## TASK ITEM
List every organization or institution the passage about Dr. Stephanie Ensley and the Golden Retriever Lifetime Study names.

I See Far Too Many Pets with Cancer
When asked why she chose to participate in the Morris Animal Foundation’s Golden Retriever Lifetime Study as a study veterinarian, Dr. Stephanie Ensley of Sugar Creek Animal Hospital in Bentonville, Arkansas replied, “All I have to do is smell a little puppy breath or look at a dignified gray muzzle to be reminded of the potential this study holds.”
Since first becoming involved in the Golden Retriever Lifetime Study in February 2012—before it even launched to the public—Dr. Ensley has tirelessly supported and promoted it. She has even traveled to her alma mater, Oklahoma State University, to talk about the study during alumni gatherings. Dr. Ensley says she has seen far too many pets with cancer.
“This is an opportunity for Golden Retriever owners and general practitioners across the country to contribute information that will help answer questions about cancer, and other diseases,” she says. ”As a general practitioner, I love that I can let our clients know that their dogs count.”
Dr. Ensley exemplifies the “scientist” that is buried inside so many veterinarians. The Golden Retriever Lifetime Study allows her and other veterinarians from all areas of the country, in any size practice, to participate in groundbreaking science. As Dr. Ensley puts it to the children she teaches about science, “I tell them about the big science project Morris Animal Foundation is doing—how cool is that?”

## SOURCE MATERIAL

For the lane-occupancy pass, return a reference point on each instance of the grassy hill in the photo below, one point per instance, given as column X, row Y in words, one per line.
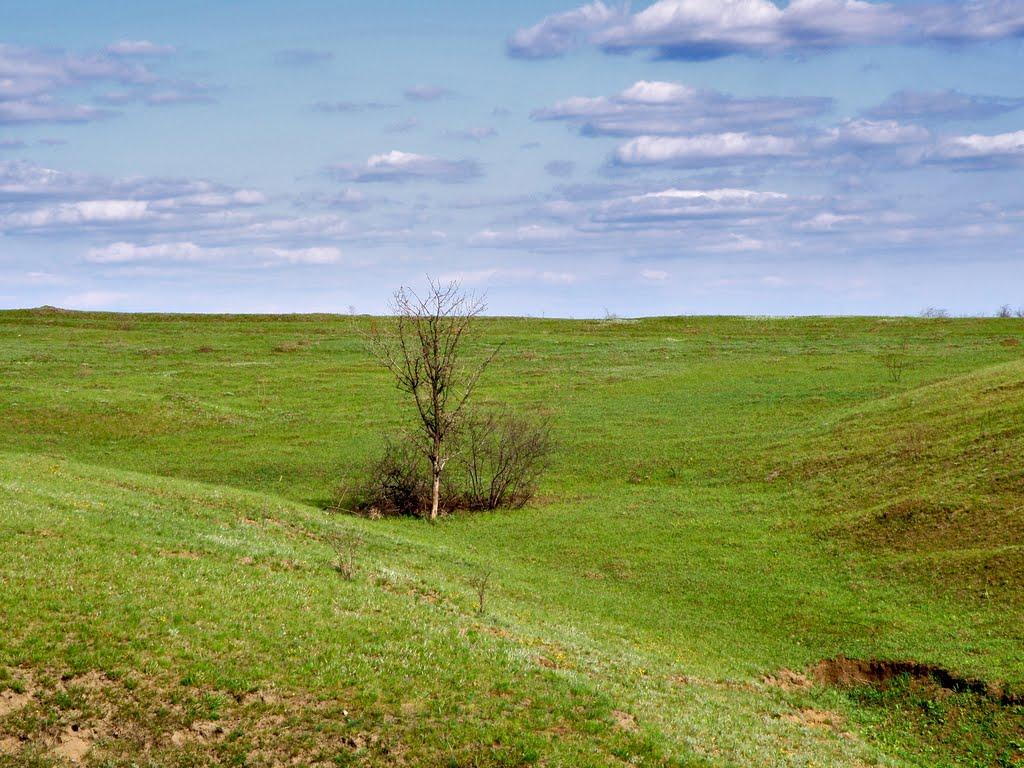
column 734, row 500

## TASK RESPONSE
Morris Animal Foundation
Sugar Creek Animal Hospital
Oklahoma State University